• [Instruction a]: According to the text on Japan and Western colonization, in what year did Japan agree to a full commercial treaty with the United States?

=====

Japan was the only Asian country to escape colonization from the West. European nations and the United States tried to “open the door,” and to some extent they succeeded; but Japan was able to shake off the kind of subjugation, informal or formal, to which the rest of Asia succumbed. Even more important, it moved onto the same road of industrialization as did Europe and the United States. And instead of being colonized it became one of the colonial powers.

Japan had traditionally sought to avoid foreign intrusion. For many years, only the Dutch and the Chinese were allowed trading depots, each having access to only one port. No other foreigners were permitted to land in Japan, though Russia, France, and England tried, but with little success. The first significant crack in Japan’s trade and travel barriers was forced by the United States in an effort to guarantee and strengthen its shipping interests in the Far East. Japan’s guns and ships were no match for those of Commodore Perry in his two U.S. naval expeditions to Japan (1853, 1854).

The Japanese, well aware of the implications of foreign penetration through observing what was happening to China, tried to limit Western trade to two ports. In 1858, however, Japan agreed to a full commercial treaty with the United States, followed by similar treaties with the Low Countries, Russia, France, and Britain. The treaty pattern was familiar: more ports were opened; resident foreigners were granted extraterritorial rights, as in China; import and export duties were predetermined, thus removing control that Japan might otherwise exercise over its foreign trade.

Many attempts have been made to explain why a weak Japan was not taken over as a colony or, at least, did not follow in China’s footsteps. Despite the absence of a commonly accepted theory, two factors were undoubtedly crucial. On the one hand, the Western nations did not pursue their attempts to control Japan as aggressively as they did elsewhere. In Asia the interests of the more aggressively expanding powers had centred on India, China, and the immediately surrounding areas. When greater interest developed in a possible breakthrough in Japan in the 1850s and 1860s, the leading powers were occupied with other pressing affairs, such as the 1857 Indian mutiny, the Taiping Rebellion, the Crimean War, French intervention in Mexico, and the U.S. Civil War. International jealousy may also have played a role in deterring any one power from trying to gain exclusive control over the country. On the other hand, in Japan itself, the danger of foreign military intervention, a crisis in its traditional feudal society, the rise of commerce, and a disaffected peasantry led to an intense internal power struggle and finally to a revolutionary change in the country’s society and a thoroughgoing modernization program, one that brought Japan the economic and military strength to resist foreign nations.

=====

• [Instruction b]: Identify every line of the records below that contains the string "beach". Case counts.

• [Point placement records]:
=====

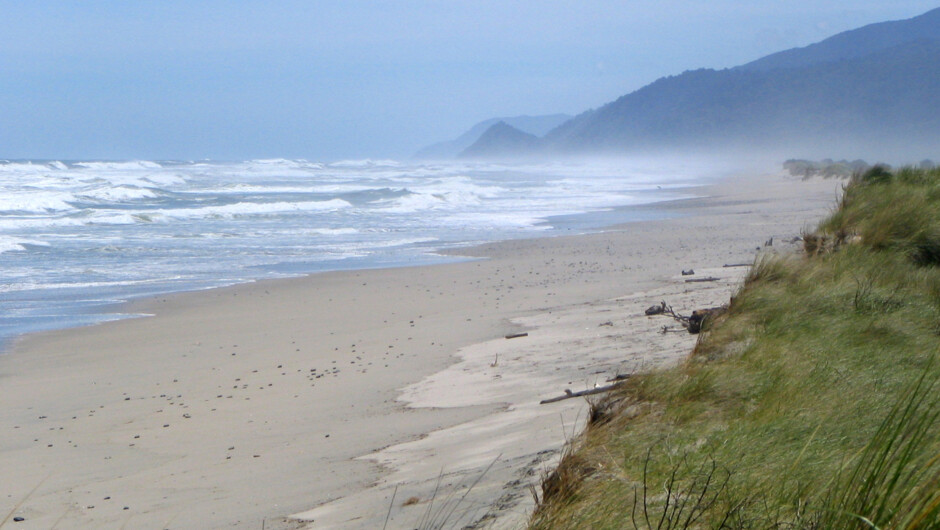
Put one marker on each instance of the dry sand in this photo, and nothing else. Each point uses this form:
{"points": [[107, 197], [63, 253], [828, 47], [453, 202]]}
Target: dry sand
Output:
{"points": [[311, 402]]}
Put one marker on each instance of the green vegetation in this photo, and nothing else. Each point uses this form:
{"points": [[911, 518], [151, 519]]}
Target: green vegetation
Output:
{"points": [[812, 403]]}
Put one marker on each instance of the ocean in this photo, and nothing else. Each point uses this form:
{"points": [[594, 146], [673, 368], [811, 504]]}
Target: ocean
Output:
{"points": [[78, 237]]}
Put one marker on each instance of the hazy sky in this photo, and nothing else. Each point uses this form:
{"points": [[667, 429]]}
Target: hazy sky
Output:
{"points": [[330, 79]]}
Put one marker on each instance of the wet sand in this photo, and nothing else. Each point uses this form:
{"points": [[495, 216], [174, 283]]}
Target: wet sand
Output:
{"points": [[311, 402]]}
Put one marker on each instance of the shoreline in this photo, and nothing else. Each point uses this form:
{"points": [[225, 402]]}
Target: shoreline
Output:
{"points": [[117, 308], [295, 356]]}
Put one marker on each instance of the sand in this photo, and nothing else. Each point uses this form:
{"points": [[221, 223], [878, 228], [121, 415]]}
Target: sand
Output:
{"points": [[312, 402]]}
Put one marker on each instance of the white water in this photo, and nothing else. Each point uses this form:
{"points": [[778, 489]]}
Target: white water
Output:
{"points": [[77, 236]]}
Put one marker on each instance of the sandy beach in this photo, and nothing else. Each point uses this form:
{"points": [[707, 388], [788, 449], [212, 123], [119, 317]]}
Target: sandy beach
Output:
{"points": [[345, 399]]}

=====

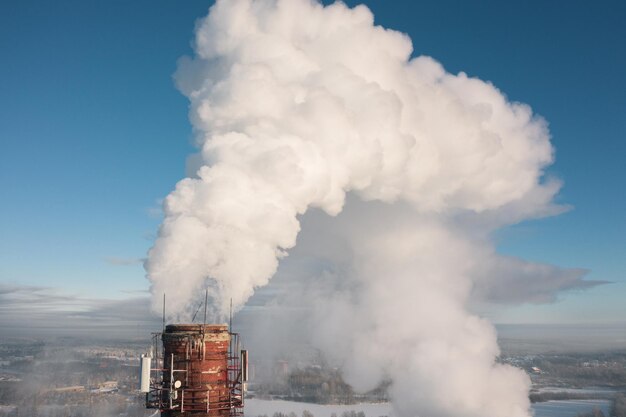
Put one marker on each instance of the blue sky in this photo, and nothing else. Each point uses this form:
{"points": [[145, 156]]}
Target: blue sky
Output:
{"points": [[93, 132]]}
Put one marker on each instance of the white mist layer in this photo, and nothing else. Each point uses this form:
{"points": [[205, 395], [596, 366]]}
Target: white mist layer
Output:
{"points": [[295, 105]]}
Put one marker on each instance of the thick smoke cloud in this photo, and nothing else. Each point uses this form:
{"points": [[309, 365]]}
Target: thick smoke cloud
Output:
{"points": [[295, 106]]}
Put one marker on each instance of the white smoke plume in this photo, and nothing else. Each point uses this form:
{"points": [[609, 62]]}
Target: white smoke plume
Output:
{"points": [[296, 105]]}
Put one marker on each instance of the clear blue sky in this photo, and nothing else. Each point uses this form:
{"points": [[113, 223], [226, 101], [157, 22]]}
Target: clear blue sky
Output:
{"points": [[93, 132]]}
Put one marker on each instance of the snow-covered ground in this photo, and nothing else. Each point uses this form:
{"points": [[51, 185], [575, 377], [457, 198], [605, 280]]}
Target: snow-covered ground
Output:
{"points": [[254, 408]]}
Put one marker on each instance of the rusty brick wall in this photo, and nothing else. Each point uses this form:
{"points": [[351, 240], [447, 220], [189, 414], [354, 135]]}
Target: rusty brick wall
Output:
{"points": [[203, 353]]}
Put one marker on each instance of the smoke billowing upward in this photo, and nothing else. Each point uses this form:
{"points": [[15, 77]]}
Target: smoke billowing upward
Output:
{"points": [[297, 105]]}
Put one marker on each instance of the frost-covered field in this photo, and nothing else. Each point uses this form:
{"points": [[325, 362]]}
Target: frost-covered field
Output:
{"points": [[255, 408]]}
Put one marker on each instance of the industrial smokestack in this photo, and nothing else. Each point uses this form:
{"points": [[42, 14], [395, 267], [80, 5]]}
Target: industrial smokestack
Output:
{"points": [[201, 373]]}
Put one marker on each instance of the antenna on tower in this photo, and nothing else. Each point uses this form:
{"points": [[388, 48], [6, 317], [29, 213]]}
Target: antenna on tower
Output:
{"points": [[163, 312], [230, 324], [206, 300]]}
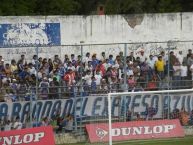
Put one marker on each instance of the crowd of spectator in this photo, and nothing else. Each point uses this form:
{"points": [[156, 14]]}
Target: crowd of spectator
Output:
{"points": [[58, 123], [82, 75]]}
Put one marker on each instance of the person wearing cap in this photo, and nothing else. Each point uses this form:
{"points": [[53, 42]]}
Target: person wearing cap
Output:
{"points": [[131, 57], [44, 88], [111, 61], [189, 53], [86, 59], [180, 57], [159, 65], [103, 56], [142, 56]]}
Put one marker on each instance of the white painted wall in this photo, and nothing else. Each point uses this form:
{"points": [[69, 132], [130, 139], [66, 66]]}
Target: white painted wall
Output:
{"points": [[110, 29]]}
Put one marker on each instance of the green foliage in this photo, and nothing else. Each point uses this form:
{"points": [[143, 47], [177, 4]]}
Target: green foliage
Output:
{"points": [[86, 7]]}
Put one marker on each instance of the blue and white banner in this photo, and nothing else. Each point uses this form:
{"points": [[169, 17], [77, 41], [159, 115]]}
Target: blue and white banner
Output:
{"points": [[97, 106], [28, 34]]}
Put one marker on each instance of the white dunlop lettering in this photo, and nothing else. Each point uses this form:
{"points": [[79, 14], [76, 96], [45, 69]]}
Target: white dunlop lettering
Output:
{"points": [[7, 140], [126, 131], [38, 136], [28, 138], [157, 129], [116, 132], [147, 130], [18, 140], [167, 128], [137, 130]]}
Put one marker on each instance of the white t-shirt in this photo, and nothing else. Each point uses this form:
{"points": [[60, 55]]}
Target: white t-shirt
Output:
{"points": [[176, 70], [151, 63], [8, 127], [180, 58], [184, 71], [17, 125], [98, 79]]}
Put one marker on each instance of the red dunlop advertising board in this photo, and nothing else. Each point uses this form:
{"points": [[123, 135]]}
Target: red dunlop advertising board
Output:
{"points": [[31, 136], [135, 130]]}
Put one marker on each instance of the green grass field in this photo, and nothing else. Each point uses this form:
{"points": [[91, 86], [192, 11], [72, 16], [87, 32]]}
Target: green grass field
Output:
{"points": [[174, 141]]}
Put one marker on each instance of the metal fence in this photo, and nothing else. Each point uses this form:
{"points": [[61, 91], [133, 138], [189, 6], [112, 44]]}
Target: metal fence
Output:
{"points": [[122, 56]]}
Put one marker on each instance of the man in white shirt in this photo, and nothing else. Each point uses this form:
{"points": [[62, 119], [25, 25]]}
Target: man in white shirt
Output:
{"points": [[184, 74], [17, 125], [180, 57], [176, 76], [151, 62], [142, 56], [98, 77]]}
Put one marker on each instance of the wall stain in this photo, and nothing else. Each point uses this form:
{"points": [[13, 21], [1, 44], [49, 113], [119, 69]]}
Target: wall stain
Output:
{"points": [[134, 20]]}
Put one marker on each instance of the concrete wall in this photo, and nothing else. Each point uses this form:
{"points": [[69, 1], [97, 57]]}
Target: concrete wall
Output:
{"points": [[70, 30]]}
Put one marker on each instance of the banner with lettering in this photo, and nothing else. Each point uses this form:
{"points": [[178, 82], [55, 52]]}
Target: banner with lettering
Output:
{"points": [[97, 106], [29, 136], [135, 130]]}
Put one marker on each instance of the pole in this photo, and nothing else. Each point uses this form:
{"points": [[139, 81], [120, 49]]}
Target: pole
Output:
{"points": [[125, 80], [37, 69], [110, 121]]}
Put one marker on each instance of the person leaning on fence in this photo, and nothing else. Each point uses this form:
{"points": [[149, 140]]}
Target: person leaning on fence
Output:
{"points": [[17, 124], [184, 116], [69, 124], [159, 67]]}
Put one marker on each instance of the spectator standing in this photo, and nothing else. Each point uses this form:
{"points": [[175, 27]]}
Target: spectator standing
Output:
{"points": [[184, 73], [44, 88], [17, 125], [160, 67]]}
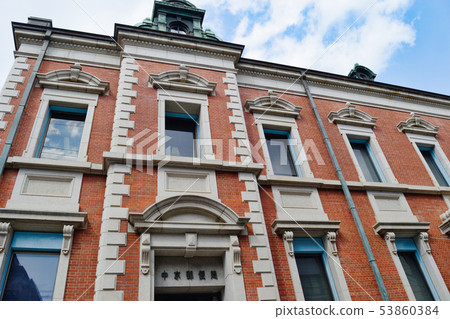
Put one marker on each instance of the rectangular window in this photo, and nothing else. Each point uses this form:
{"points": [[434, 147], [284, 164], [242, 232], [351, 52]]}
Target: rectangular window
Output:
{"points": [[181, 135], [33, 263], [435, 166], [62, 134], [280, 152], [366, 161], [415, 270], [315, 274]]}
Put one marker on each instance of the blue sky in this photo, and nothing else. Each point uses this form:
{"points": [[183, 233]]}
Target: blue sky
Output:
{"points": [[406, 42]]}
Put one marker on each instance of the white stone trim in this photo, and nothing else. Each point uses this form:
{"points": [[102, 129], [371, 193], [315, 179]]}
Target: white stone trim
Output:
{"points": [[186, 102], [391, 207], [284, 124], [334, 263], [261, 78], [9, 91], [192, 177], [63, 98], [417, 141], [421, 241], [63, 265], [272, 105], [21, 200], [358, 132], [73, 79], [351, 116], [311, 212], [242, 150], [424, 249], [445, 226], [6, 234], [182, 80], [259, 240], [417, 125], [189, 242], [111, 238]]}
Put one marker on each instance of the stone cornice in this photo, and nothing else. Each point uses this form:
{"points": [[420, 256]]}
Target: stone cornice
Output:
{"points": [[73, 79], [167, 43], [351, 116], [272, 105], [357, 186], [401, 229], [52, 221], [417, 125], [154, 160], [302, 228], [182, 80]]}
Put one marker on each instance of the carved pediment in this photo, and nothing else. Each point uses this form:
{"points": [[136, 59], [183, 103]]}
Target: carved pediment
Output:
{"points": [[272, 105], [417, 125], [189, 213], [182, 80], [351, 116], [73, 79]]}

=====

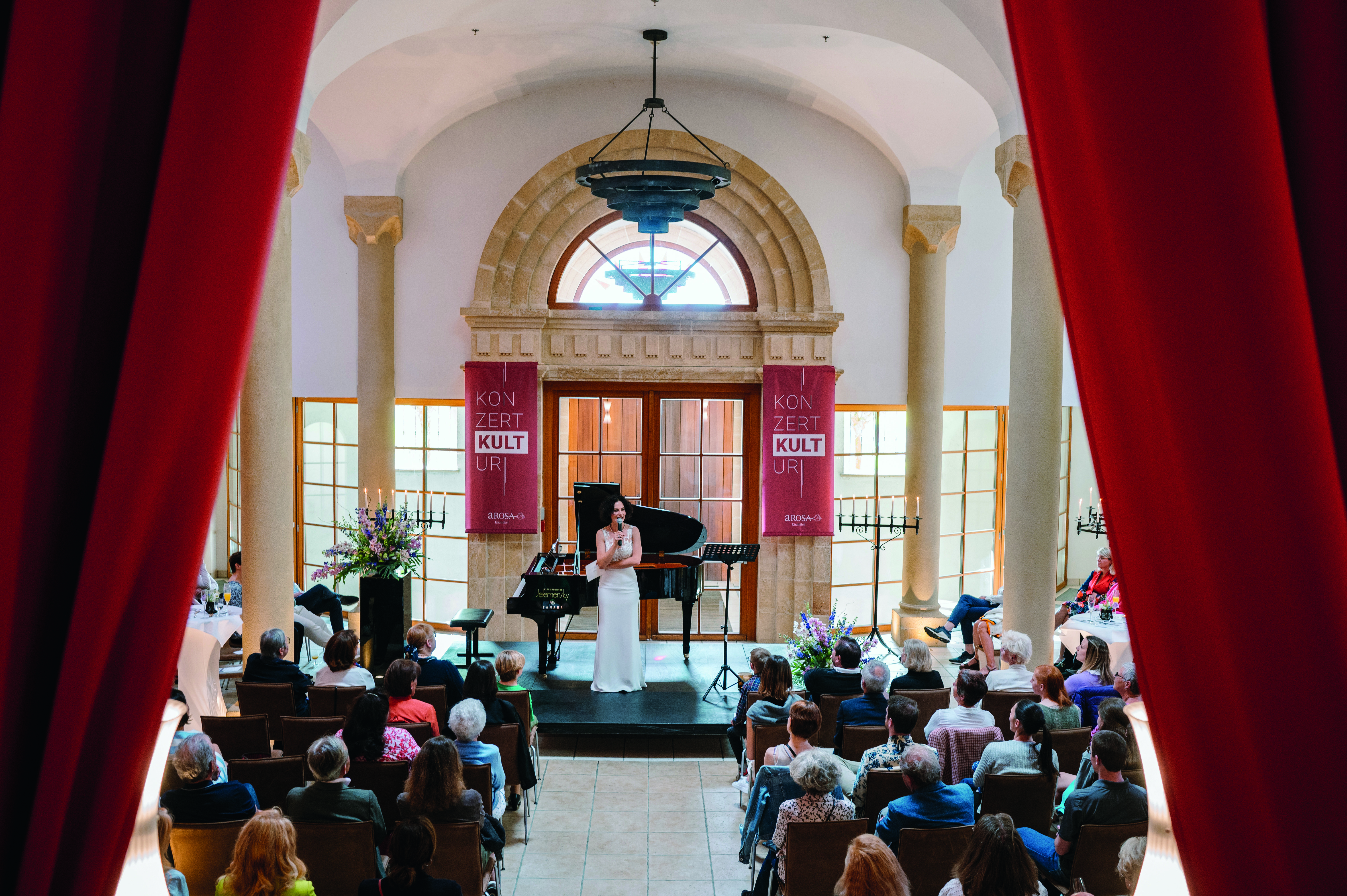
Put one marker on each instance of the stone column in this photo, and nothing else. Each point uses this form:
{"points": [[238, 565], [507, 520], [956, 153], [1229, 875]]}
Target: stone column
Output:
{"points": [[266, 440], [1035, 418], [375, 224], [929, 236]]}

=====

• [Correct output a]: 1858

• [Correct output b]:
Put one marker on each instance of the sandy beach in this photo, and nothing else. Each point uses this form:
Target: sandy beach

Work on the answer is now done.